■ DATASET:
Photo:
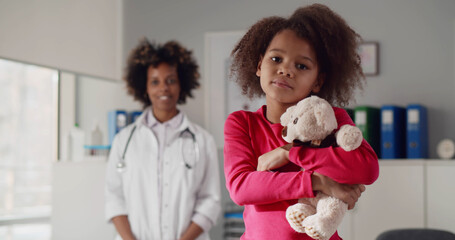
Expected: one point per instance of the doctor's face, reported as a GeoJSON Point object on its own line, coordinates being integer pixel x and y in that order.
{"type": "Point", "coordinates": [163, 88]}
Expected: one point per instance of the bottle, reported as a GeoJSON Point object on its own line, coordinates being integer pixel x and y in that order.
{"type": "Point", "coordinates": [76, 139]}
{"type": "Point", "coordinates": [96, 139]}
{"type": "Point", "coordinates": [96, 136]}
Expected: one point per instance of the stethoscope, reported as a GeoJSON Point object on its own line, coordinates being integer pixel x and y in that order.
{"type": "Point", "coordinates": [185, 134]}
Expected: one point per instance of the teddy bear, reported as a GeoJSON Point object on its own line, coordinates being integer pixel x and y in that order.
{"type": "Point", "coordinates": [312, 123]}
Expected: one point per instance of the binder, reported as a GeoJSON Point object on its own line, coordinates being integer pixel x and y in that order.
{"type": "Point", "coordinates": [367, 119]}
{"type": "Point", "coordinates": [393, 132]}
{"type": "Point", "coordinates": [132, 116]}
{"type": "Point", "coordinates": [117, 119]}
{"type": "Point", "coordinates": [417, 131]}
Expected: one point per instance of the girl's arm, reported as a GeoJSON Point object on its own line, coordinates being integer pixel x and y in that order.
{"type": "Point", "coordinates": [122, 225]}
{"type": "Point", "coordinates": [245, 184]}
{"type": "Point", "coordinates": [359, 166]}
{"type": "Point", "coordinates": [192, 232]}
{"type": "Point", "coordinates": [347, 193]}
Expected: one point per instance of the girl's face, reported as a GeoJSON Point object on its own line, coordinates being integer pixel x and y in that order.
{"type": "Point", "coordinates": [289, 70]}
{"type": "Point", "coordinates": [163, 88]}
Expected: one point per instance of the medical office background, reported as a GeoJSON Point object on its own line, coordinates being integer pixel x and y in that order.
{"type": "Point", "coordinates": [83, 45]}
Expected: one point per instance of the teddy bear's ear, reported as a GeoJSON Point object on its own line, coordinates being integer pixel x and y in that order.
{"type": "Point", "coordinates": [325, 116]}
{"type": "Point", "coordinates": [286, 117]}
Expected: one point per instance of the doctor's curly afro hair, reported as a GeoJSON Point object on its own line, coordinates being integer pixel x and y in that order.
{"type": "Point", "coordinates": [333, 41]}
{"type": "Point", "coordinates": [146, 55]}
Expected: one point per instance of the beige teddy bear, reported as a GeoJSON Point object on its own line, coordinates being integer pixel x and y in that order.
{"type": "Point", "coordinates": [312, 121]}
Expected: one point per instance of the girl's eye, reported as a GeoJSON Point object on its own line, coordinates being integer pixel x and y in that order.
{"type": "Point", "coordinates": [171, 81]}
{"type": "Point", "coordinates": [276, 59]}
{"type": "Point", "coordinates": [301, 66]}
{"type": "Point", "coordinates": [154, 82]}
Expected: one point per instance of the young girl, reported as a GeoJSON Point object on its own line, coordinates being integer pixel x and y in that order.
{"type": "Point", "coordinates": [288, 59]}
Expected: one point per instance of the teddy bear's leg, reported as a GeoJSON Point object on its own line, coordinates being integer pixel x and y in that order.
{"type": "Point", "coordinates": [296, 213]}
{"type": "Point", "coordinates": [329, 214]}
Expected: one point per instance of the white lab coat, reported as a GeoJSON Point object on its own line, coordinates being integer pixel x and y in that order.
{"type": "Point", "coordinates": [184, 191]}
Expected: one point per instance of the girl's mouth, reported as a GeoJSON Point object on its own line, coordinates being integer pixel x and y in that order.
{"type": "Point", "coordinates": [281, 83]}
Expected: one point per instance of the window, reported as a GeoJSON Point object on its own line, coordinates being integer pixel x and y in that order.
{"type": "Point", "coordinates": [28, 146]}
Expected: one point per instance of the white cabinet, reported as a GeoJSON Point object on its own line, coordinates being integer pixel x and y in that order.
{"type": "Point", "coordinates": [441, 195]}
{"type": "Point", "coordinates": [78, 201]}
{"type": "Point", "coordinates": [407, 194]}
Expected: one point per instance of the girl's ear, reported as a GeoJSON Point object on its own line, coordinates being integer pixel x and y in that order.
{"type": "Point", "coordinates": [258, 70]}
{"type": "Point", "coordinates": [319, 82]}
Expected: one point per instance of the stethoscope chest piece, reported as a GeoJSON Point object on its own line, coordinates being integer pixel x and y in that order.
{"type": "Point", "coordinates": [121, 167]}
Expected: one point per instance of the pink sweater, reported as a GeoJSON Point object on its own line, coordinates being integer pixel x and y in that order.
{"type": "Point", "coordinates": [266, 195]}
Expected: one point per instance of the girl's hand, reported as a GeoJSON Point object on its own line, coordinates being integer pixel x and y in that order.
{"type": "Point", "coordinates": [349, 194]}
{"type": "Point", "coordinates": [274, 159]}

■ WHAT YOU SHOULD DO:
Starting with the line that contains "Expected: one point per instance of the white cabinet, reported" and going on through the end of the entries, write those lines out again with "pink sweater" changed to "pink cardigan" and nothing else altered.

■ EXERCISE ANSWER:
Expected: one point per instance of the white cabinet, reported as a GeoJSON Point object on its own line, coordinates being integer pixel x and y in that order.
{"type": "Point", "coordinates": [441, 195]}
{"type": "Point", "coordinates": [78, 201]}
{"type": "Point", "coordinates": [407, 194]}
Expected: one point per instance of the girl's ear, reported as a GeoJSON Point object on its own line, coordinates being integer pixel x and y in that order.
{"type": "Point", "coordinates": [258, 70]}
{"type": "Point", "coordinates": [319, 82]}
Expected: one point per instance of the stethoscope chest piece, reported as a GeoJSON Point object on its own line, coordinates being integer pixel x and y in that order.
{"type": "Point", "coordinates": [121, 167]}
Expected: one point per instance of the pink cardigan, reported as a GeoJSON Point object on its own line, coordinates being integer pixel x and y in that order.
{"type": "Point", "coordinates": [266, 195]}
Expected: one point per instance of the girl's hand, reported as a GeoJSON Point object on its own line, coordinates being integer pixel x and y in that order.
{"type": "Point", "coordinates": [349, 194]}
{"type": "Point", "coordinates": [274, 159]}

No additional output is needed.